= Beginning of Section =

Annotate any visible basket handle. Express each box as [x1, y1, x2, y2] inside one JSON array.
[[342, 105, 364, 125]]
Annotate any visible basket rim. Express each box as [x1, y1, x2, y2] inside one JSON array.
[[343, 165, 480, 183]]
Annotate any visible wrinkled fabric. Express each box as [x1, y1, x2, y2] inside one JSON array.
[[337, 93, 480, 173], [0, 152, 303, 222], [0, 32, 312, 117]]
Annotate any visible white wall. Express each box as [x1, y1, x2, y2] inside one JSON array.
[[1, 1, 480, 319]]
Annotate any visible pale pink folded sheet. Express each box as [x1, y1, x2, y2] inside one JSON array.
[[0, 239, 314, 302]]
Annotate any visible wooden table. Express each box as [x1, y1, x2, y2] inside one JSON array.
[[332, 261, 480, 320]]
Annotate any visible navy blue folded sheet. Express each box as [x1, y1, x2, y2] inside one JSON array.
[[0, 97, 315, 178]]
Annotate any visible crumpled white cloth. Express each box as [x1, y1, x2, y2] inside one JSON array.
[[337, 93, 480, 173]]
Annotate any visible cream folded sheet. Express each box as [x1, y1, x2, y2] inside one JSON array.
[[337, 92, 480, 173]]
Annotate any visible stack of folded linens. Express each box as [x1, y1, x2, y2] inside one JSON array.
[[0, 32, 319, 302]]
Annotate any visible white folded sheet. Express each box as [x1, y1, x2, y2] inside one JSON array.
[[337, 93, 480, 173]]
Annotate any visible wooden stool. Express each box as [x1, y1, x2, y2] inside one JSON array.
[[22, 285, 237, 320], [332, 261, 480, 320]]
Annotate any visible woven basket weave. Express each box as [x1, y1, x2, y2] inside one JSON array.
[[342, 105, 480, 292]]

= End of Section =

Directions -
Nothing but the lines from the one containing "Annotate any visible woven" to the last line of the listing above belongs in the answer; restate each word for word.

Response for this exercise -
Annotate any visible woven basket weave. Express each box as [x1, y1, x2, y2] inside one JSON array.
[[342, 105, 480, 292]]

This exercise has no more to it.